# STORED DATA
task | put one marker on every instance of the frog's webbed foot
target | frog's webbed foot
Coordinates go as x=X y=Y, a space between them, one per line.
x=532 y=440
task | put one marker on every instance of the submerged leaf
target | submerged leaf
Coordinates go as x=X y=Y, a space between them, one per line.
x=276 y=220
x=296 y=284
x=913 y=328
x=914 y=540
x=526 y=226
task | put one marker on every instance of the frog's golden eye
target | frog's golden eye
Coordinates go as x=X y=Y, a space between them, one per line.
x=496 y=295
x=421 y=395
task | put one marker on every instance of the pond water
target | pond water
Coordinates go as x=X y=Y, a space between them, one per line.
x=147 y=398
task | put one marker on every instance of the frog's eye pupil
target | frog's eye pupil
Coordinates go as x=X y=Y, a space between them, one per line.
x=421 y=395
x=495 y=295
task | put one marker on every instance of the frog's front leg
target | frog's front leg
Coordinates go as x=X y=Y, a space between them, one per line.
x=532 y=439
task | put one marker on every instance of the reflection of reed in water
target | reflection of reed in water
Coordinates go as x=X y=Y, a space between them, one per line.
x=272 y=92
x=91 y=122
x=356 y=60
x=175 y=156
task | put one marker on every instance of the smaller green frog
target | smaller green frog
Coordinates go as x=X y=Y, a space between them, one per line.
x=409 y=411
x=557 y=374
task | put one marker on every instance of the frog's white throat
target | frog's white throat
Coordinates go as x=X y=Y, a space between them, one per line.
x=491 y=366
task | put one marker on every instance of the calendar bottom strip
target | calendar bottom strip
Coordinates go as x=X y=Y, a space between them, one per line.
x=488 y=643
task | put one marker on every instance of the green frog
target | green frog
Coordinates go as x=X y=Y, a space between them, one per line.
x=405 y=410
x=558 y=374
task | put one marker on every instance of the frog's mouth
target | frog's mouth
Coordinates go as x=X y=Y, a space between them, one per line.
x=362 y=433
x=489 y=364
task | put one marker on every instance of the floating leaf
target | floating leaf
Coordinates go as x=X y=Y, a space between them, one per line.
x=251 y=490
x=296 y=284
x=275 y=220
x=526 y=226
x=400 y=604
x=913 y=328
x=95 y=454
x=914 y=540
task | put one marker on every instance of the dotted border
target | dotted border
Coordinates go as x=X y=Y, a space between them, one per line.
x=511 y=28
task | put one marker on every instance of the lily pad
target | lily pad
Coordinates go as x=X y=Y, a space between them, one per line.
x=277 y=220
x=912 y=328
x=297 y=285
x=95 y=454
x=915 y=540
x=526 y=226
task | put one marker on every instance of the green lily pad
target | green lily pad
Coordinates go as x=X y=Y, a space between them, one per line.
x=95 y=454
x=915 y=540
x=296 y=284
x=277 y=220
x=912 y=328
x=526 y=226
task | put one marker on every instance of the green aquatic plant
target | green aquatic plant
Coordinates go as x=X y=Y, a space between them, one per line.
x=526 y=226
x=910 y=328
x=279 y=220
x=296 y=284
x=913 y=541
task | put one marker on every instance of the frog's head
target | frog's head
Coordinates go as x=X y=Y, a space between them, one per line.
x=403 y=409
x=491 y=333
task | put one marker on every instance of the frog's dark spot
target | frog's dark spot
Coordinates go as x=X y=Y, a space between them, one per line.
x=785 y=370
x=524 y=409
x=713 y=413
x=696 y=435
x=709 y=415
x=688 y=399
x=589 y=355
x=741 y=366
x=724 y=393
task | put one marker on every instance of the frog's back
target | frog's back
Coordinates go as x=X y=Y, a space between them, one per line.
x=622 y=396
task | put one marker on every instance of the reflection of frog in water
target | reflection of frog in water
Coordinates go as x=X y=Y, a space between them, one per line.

* * *

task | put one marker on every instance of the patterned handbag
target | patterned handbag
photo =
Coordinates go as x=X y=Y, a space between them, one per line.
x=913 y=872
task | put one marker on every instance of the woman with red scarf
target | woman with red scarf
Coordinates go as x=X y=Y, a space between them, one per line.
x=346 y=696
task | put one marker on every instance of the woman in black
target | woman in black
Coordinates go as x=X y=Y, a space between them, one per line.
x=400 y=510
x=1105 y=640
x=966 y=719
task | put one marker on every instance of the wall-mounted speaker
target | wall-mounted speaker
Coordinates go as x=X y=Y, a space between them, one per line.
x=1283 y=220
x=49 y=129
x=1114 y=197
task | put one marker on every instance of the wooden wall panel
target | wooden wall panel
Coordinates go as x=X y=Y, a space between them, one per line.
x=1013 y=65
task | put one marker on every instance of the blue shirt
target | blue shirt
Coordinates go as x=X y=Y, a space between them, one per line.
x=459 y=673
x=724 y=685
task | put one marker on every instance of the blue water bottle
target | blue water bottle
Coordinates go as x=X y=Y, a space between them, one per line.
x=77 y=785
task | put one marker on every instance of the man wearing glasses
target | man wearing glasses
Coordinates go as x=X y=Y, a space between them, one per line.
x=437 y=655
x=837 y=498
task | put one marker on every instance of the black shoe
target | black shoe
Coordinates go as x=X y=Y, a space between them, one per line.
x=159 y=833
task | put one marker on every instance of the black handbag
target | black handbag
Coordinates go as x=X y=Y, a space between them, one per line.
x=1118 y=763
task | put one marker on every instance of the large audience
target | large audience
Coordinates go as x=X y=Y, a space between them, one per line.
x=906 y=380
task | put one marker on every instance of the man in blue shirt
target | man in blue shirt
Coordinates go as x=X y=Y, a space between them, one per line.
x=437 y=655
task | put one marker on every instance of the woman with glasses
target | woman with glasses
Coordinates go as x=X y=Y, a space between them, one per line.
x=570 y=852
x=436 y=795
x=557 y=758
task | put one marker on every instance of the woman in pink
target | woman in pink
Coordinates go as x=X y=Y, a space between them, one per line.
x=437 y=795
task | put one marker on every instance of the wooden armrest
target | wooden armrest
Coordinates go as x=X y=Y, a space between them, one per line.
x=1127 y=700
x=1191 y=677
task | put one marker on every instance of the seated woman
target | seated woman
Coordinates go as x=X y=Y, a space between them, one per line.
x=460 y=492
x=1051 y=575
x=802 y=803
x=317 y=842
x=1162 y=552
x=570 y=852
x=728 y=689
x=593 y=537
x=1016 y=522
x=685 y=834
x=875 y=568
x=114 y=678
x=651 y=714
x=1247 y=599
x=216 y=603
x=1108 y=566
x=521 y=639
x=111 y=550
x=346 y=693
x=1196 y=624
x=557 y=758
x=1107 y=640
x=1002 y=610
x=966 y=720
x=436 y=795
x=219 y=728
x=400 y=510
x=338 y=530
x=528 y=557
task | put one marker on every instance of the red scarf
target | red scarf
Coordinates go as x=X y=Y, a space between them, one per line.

* * *

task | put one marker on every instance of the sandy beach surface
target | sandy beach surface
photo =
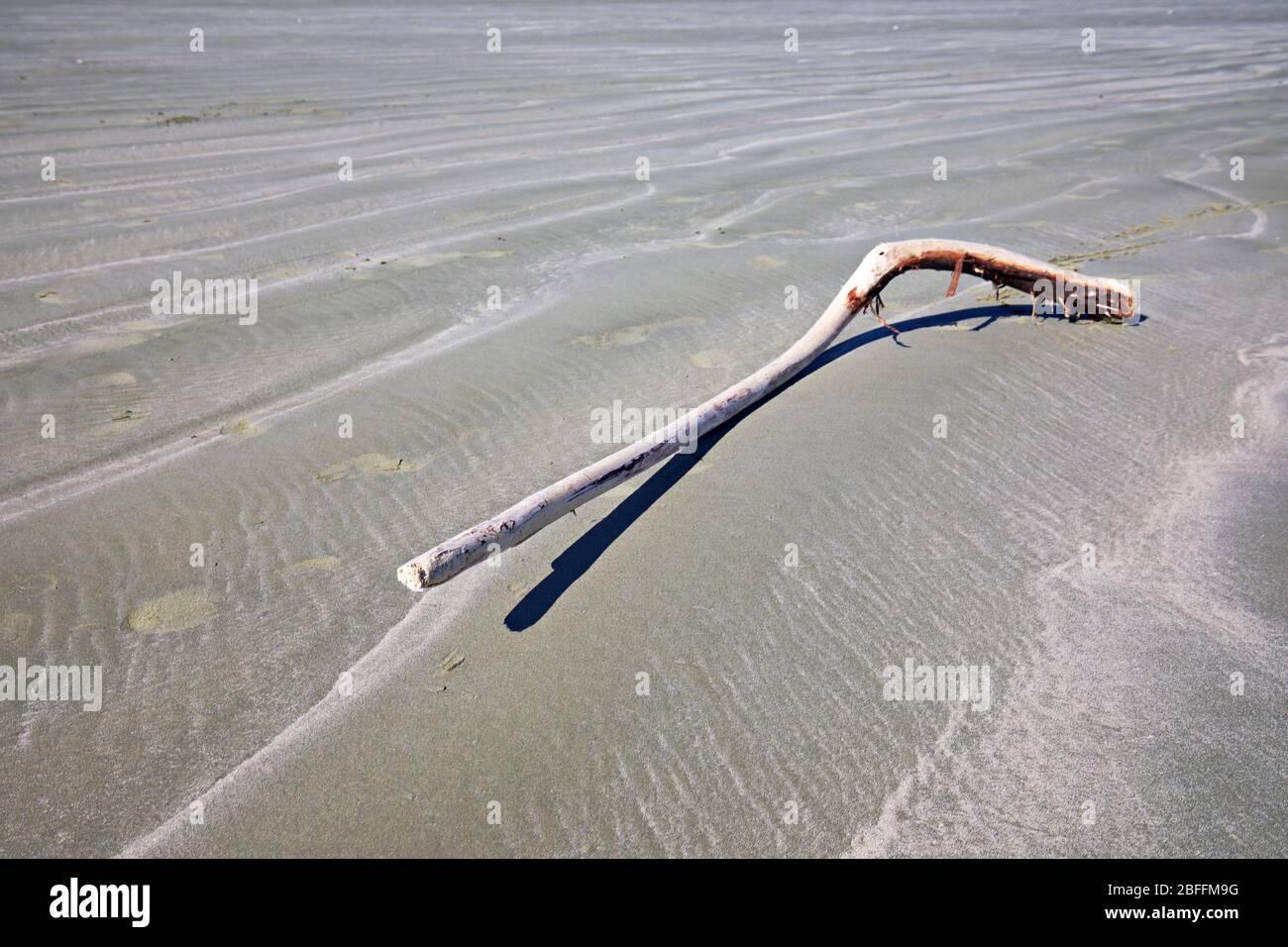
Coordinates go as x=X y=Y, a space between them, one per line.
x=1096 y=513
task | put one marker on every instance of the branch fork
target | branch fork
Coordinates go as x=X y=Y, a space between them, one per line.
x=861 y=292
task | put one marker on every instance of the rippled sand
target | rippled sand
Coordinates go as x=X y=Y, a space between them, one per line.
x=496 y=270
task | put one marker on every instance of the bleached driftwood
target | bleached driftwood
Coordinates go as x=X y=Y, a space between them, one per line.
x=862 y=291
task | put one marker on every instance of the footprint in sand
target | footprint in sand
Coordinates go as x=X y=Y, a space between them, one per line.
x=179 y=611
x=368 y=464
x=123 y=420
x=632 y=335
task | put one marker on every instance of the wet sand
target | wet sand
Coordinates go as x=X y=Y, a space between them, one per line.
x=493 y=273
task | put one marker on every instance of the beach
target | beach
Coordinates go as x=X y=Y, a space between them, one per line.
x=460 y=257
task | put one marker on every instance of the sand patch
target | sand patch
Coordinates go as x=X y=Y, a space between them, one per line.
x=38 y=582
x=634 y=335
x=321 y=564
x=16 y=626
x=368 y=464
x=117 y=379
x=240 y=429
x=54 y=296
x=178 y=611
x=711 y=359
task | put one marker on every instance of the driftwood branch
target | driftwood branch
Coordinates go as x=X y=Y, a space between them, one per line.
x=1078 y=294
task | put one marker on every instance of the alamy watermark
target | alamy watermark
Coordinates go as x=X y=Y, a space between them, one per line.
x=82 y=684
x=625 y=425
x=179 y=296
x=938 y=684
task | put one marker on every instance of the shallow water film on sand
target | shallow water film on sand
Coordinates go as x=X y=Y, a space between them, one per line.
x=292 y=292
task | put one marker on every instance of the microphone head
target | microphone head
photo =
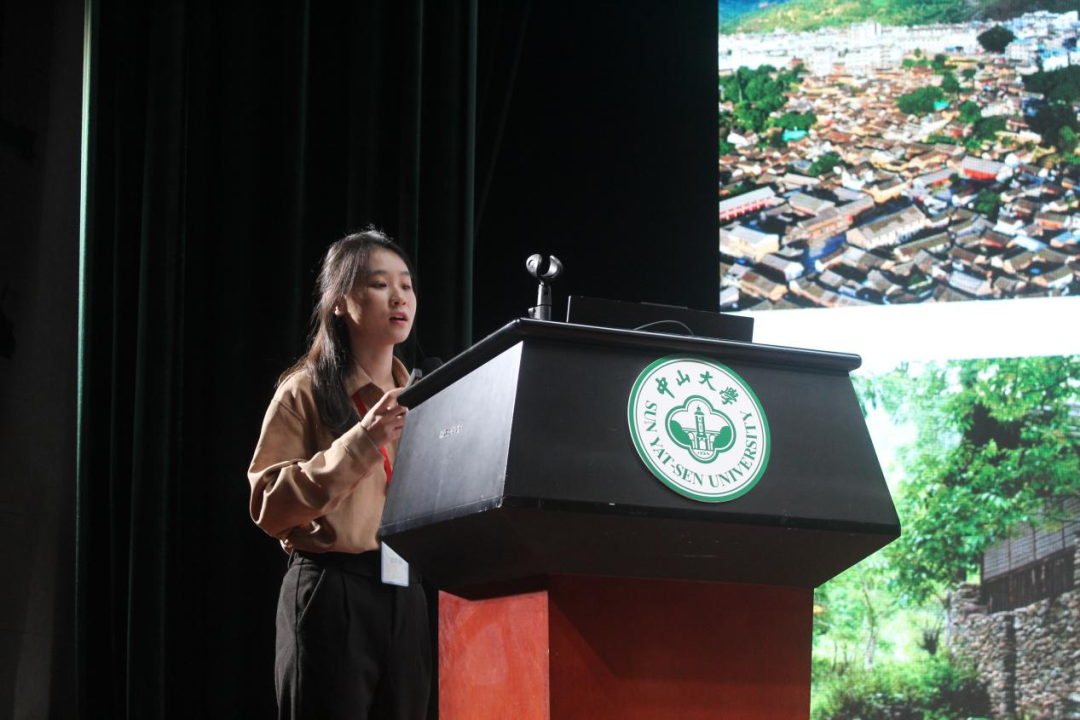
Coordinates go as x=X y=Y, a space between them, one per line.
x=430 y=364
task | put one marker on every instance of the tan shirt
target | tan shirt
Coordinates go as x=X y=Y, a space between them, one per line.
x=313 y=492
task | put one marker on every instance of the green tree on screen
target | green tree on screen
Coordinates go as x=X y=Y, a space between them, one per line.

# WORK INSTRUCTION
Write down, word for word, the lines above from the one containing "target | smaller green frog" through the one containing "target | calendar bottom strip", both ends included.

# ANSWER BOX
target | smaller green frog
Coordinates go as x=X y=Y, a space between them, one per line.
x=409 y=411
x=557 y=374
task | put one marker on every instance of the frog's white throat
target | frog's white throat
Coordinates go as x=X y=Y, a space between them, one per line.
x=491 y=366
task | put one marker on every instance of the calendar bottom strip
target | calendar bottom strip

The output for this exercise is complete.